#### Document ####

# Four Last Songs



## Des (Jul 7, 2012)

The Four Last Songs - for me, the height of music - was given a problematic performance at the Proms this week, I feel. But such performances often shed extra interest on familiar works. This was one of a tragic heroine persevering...


----------



## powerbooks (Jun 30, 2012)

Sorry but maybe I posted to a wrong forum early today:

http://www.talkclassical.com/20403-2012-bbc-prom-5-a.html

(No wonder nobody noticed!  But thankfully looks like that I am not the only one felt the disappointment! )

Anyway, here is my rant again:

Just did a quick peek of the Prom 5 video, and was shocked by how bad the Four Last Songs were played.

The soprano Anne Schwanewilms looked calmly posed, but her voice was far from easy and clam. Was she nervous? I doubt so. However, she sounded like this was the first time that she ever sang this piece. At first, I felt the voice was too soft in comparison to the full orchestra. As the music flew on, her voice became choppy, and sounded like taking constant "unnecessary" change of breath, and never finished a line in full. The whole piece was also starting to drag. When it reached the third song, it was almost a disaster. The voice was very insecure. The was no middle of the road build up of the climax from the violin solo, and even more strangely, when she reached the top note she suddenly changed tune as if she could not hit it, or lost connection with the orchestra or something. Very weird. The closing applause sounded quite polite without enthusiasm.

I fault the conductor Juanjo Mena for many of the technical approach, but the soprano also should take the blame. I am very disappointed for the performance. The Four Last Songs was premiered int he Royal Albert Hall 60 years ago after the composer's death, and was a frequent "show-off" piece for the prom. Unfortunately, this 2012 performance hit a low note and need to be forgot.


----------



## Des (Jul 7, 2012)

Thanks for that. I, too, am glad I an not alone!

More than made up by Daniel Barenboim playing all Beethoven symphonies at this Olympic Year Proms - great stuff. 
And that near hour long Boulez piece with several soloists performed meticulously between the 1st & 2nd symphonies was a *major* event. A tour de force.


----------



## powerbooks (Jun 30, 2012)

Des said:


> Thanks for that. I, too, am glad I an not alone!
> 
> More than made up by Daniel Barenboim playing all Beethoven symphonies at this Olympic Year Proms - great stuff.
> And that near hour long Boulez piece with several soloists performed meticulously between the 1st & 2nd symphonies was a *major* event. A tour de force.


Are you talking about Prom 9 with B1 and B2? I am not got it yet but will certainly take a note.

####

Required tasks:
1. Rewrite the passage of the Four Last Songs thread starting at "(No wonder nobody" and ending at "Songs were played.", with "quick peek" replaced by "brief look".
2. Continue the Four Last Songs thread from the point where it stops.
The data that follows isn't needed for anything here.

#### Records supplied ####

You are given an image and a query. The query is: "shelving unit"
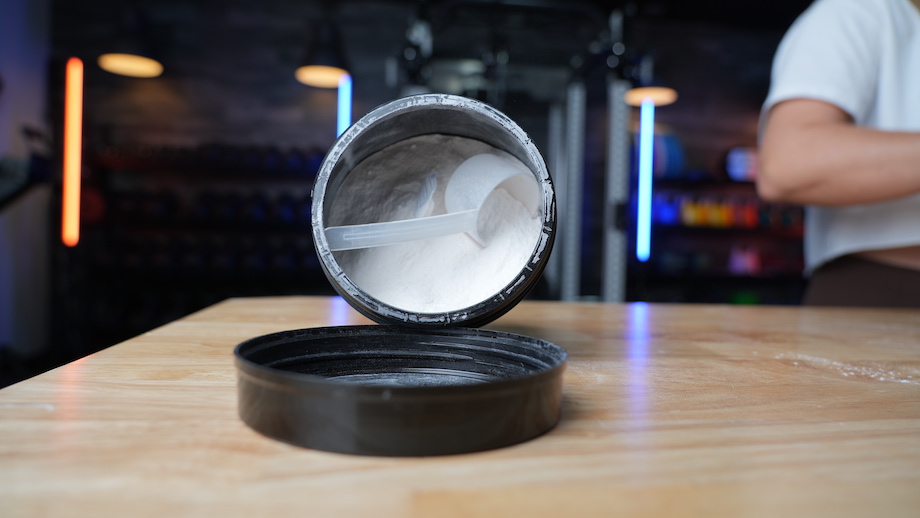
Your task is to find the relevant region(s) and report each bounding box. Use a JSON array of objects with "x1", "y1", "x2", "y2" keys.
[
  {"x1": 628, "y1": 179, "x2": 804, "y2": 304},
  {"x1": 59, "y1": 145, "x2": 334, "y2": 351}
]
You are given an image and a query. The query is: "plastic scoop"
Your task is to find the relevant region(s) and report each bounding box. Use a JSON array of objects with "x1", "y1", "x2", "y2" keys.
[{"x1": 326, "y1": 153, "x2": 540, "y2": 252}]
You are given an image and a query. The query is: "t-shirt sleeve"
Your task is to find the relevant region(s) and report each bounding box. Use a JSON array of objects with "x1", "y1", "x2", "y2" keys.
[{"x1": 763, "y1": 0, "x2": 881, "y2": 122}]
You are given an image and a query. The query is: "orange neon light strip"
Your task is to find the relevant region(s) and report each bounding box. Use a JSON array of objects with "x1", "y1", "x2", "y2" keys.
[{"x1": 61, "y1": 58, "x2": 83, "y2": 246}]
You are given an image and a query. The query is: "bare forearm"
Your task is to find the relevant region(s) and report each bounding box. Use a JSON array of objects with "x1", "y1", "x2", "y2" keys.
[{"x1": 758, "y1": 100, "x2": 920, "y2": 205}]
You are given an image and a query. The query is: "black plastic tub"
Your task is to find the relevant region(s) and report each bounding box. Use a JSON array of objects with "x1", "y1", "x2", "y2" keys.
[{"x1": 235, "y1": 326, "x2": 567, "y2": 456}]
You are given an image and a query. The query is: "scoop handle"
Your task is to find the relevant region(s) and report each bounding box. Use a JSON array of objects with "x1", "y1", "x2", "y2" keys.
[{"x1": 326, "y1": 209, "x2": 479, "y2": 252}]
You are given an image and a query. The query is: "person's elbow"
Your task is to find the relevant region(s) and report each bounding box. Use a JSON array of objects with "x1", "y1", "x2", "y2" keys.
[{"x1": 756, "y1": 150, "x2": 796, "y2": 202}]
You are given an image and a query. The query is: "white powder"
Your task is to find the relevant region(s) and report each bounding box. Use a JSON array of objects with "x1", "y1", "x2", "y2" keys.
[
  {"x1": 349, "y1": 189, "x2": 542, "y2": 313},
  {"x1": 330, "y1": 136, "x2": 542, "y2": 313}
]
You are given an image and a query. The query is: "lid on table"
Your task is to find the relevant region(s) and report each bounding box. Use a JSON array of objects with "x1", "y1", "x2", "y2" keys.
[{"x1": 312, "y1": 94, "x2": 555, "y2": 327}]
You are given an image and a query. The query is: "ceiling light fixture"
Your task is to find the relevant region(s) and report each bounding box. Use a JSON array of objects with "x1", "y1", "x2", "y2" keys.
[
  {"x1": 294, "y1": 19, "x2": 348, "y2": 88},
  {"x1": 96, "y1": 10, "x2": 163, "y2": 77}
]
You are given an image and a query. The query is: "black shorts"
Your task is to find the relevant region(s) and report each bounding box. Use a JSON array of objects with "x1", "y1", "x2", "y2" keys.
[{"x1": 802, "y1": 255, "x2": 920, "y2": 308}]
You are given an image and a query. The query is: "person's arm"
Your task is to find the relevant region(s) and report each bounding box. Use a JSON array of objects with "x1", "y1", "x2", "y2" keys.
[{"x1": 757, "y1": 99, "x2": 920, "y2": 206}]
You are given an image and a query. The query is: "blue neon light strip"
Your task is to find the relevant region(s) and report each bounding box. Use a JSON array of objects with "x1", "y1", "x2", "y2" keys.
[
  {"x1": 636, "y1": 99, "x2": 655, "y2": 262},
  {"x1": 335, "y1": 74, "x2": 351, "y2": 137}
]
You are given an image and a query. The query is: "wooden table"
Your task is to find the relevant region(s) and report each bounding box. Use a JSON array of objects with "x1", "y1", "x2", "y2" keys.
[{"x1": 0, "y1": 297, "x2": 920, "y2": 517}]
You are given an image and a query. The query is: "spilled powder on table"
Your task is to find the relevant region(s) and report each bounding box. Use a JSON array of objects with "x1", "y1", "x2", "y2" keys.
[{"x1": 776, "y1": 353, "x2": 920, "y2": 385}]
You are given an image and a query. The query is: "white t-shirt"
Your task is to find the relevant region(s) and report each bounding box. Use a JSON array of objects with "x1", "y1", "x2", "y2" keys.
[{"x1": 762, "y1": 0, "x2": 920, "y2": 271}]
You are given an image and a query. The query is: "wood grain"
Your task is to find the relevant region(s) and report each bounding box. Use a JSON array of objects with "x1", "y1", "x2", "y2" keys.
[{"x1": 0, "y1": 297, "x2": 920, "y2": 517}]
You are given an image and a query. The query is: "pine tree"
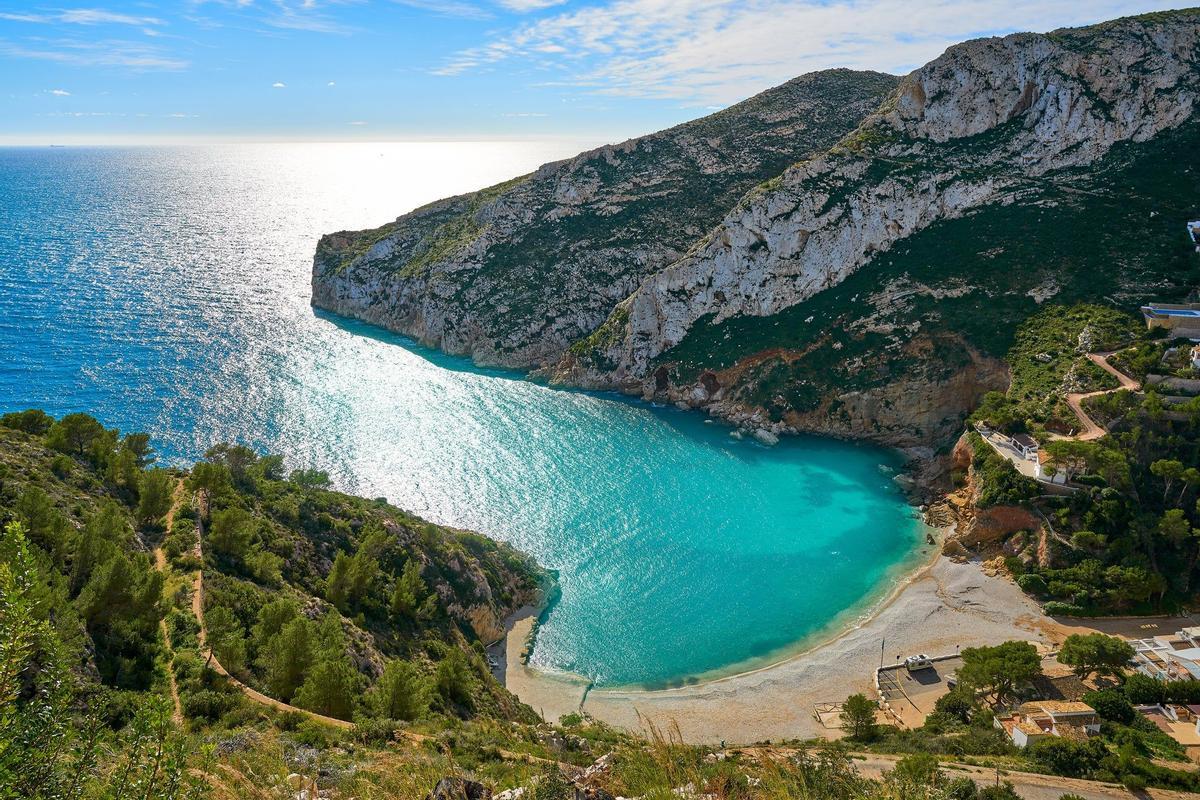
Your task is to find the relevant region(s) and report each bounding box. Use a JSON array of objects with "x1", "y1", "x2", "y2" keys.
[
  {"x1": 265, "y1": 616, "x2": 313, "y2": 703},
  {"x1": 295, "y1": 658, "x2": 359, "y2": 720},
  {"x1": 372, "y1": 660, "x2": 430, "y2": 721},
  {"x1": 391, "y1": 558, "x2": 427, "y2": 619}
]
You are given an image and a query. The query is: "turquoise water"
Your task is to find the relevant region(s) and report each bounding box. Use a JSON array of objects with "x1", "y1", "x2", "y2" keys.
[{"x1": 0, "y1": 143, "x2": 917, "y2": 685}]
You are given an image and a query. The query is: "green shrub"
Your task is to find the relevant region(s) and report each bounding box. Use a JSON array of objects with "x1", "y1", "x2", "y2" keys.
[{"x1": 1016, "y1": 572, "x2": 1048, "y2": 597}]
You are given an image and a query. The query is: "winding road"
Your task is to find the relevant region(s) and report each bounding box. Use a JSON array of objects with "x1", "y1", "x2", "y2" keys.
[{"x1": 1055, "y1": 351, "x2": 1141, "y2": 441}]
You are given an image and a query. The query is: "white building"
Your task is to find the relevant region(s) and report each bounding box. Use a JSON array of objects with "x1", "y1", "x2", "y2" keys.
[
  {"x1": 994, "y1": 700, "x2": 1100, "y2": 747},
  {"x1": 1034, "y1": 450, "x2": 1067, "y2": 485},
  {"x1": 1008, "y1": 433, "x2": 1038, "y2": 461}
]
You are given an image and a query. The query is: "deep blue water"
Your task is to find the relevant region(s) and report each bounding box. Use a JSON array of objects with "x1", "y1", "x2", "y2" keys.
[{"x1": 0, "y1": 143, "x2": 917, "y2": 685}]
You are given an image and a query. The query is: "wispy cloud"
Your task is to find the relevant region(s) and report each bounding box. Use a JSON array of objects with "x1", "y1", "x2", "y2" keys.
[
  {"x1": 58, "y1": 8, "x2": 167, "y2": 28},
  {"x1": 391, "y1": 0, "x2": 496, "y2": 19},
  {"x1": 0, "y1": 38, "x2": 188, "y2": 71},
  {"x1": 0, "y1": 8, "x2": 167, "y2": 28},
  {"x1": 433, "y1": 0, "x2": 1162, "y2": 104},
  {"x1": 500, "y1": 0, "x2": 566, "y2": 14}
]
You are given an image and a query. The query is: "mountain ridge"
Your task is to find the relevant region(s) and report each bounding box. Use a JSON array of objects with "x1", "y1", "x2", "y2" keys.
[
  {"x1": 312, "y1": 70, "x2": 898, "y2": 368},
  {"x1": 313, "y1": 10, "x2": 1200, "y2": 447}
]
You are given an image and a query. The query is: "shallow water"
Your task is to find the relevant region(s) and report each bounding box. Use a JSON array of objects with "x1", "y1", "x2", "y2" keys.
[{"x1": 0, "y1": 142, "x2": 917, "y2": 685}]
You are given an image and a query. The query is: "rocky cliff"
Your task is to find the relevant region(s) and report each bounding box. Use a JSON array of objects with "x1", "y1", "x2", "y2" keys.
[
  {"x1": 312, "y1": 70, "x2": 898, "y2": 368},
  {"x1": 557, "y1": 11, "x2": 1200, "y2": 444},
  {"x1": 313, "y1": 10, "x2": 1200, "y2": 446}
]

####
#### Records supplied ####

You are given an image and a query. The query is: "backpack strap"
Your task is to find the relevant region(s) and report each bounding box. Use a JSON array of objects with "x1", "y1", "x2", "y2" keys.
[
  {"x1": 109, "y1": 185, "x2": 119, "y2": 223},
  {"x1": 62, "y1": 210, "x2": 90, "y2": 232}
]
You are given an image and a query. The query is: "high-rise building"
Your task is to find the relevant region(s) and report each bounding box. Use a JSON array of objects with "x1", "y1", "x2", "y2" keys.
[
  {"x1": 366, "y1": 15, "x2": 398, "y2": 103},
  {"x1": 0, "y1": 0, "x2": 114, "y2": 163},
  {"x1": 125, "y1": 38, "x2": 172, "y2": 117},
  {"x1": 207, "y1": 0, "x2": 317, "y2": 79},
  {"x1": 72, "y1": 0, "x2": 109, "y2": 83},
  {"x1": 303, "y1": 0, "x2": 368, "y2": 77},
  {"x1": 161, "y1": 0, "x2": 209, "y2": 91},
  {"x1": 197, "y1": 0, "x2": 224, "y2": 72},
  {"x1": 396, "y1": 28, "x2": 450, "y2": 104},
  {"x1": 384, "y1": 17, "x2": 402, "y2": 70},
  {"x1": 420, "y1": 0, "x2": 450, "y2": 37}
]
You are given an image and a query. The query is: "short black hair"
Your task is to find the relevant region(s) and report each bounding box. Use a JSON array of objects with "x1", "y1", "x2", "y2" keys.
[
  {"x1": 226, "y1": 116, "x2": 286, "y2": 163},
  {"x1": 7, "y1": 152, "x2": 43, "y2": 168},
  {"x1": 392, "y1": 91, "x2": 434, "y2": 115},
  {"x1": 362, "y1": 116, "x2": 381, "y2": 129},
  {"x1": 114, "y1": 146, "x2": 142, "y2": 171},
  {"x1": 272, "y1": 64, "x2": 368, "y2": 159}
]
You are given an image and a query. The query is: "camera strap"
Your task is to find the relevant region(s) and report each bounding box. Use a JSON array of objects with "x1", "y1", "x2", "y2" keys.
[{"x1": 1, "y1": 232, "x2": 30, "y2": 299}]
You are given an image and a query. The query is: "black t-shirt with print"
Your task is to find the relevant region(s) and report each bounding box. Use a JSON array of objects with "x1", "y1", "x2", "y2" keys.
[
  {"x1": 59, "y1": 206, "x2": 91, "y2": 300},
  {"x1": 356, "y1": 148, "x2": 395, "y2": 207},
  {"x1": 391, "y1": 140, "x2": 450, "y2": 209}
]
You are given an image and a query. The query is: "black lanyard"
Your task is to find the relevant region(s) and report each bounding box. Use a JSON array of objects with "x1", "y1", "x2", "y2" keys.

####
#### Records supplied ####

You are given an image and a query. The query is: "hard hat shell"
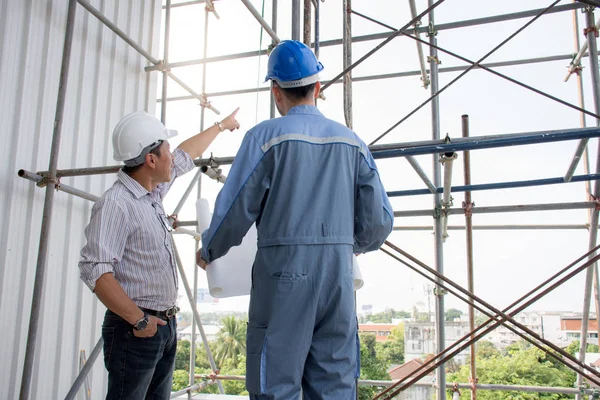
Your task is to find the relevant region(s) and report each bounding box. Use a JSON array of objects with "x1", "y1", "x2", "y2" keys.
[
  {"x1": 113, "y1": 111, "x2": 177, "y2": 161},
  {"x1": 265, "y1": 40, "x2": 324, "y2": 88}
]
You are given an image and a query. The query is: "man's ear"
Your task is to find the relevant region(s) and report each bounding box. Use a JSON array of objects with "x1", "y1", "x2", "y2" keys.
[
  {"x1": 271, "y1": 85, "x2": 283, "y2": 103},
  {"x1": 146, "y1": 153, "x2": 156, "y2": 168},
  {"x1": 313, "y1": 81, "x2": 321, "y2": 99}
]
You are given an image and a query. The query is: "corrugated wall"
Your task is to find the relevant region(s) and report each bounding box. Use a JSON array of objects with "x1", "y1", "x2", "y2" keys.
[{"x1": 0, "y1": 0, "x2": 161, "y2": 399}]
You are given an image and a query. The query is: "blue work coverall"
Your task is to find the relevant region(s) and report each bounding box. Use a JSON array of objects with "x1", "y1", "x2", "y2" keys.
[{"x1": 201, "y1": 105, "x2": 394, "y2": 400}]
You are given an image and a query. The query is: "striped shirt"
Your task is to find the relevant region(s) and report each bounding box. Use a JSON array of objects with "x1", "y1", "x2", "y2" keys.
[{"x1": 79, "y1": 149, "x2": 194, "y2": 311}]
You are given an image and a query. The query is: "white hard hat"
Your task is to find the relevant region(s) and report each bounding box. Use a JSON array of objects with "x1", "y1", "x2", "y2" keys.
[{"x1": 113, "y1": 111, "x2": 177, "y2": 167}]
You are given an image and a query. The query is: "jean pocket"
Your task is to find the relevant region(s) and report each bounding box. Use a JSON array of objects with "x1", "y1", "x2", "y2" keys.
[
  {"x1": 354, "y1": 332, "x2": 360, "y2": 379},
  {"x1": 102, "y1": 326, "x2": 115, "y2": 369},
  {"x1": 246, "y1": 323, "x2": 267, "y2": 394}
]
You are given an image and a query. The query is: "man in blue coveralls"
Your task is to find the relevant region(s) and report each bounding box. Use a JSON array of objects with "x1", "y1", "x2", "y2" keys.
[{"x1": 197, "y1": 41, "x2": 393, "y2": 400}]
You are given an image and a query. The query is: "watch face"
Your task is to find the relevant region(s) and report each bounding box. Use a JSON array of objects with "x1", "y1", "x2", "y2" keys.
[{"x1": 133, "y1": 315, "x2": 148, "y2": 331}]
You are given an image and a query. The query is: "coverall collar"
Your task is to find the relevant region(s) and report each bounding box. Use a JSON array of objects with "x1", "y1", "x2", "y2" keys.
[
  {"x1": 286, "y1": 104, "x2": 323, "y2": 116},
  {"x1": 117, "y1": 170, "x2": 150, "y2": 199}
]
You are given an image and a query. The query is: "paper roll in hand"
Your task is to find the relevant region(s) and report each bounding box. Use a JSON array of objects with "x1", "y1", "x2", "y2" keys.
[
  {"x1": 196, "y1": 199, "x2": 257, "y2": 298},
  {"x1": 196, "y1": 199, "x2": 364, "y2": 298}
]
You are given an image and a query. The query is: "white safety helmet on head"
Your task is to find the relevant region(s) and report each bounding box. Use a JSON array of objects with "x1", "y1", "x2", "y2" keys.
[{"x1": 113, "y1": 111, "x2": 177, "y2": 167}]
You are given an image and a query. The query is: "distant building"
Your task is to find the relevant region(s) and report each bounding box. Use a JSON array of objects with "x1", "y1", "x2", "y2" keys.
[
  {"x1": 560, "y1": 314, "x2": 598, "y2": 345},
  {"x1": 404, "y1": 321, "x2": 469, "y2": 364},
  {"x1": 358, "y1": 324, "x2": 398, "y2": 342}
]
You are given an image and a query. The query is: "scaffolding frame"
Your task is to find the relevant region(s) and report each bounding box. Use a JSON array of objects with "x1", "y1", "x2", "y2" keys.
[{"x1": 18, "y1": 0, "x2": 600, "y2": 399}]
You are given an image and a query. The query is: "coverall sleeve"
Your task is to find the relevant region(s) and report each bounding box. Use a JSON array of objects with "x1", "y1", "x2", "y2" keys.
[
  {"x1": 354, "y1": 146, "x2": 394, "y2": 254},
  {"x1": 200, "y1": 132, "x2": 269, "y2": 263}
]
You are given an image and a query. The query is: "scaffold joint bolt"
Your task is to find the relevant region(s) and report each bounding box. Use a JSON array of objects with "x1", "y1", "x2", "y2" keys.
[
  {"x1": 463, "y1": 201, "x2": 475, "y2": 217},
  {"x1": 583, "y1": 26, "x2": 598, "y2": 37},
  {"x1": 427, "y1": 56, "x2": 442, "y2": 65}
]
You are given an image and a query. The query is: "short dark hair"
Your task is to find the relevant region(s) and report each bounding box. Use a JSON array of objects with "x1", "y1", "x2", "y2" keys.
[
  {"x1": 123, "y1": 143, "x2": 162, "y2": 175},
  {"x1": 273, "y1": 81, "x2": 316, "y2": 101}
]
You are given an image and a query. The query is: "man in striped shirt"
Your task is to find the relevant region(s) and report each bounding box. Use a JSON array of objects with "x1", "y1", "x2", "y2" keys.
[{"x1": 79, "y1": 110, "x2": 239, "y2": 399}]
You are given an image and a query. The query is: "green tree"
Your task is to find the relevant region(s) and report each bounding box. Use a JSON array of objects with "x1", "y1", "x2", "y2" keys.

####

Expected answers:
1.
(No wonder nobody noticed!  But thankfully looks like that I am not the only one felt the disappointment! )

Anyway, here is my rant again:

Just did a brief look of the Prom 5 video, and was shocked by how bad the Four Last Songs were played.

2.
----------



## Harfleet (Jul 23, 2012)

I registered with this website so I could reply to you. Did you not realise that the singer was unwell? Under normal circumstances what happened would not acceptable - but this singer is no X Factor 'wanna be'! Anne Schanewilms, a distinguished Strauss singer, was battling some form of laryngitis. I've been in her shoes. I remember singing in a competition when I think every fourth note didn't sound! It was a horrendous experience never to be repeated. Miss Schwanelwilms as a true pro did not want to let the side down but perhaps should have been 'indisposed' and called in an understudy. Nerves, heat and light would not help either. In the preceding interview with Petroc Trelawny, Anne said she was not feeling well, so I wasn't surprised when things started to fall apart. I really felt for her. A packed hall with 5,000 people plus a TV audience. Just a bit of pressure there! She kept her composure though probably wished the ground would open up or she would wake up and it was all a dream. Such is the voice. You can't just get another one if the first one breaks! She gets top marks from me in the circumstances and is clearly, on a good day, an outstanding artist.


----------



## powerbooks (Jun 30, 2012)

Well, I did not know her condition of illness, so my comment was only on the merit of the performance I saw and heard on the video. Would I have reacted differently had I know her condition? Probably, but that is not the point. I think the performance was bad, and if she is really sick, everyone would be understandable to have a substitute. 

The review is in no way to undermine the artistic character of Anne Schanewilms. No one is perfect, and even Fleming could get a bad Deeca recording of the Four last Songs, didn't she? That in no way will affect my view of her either.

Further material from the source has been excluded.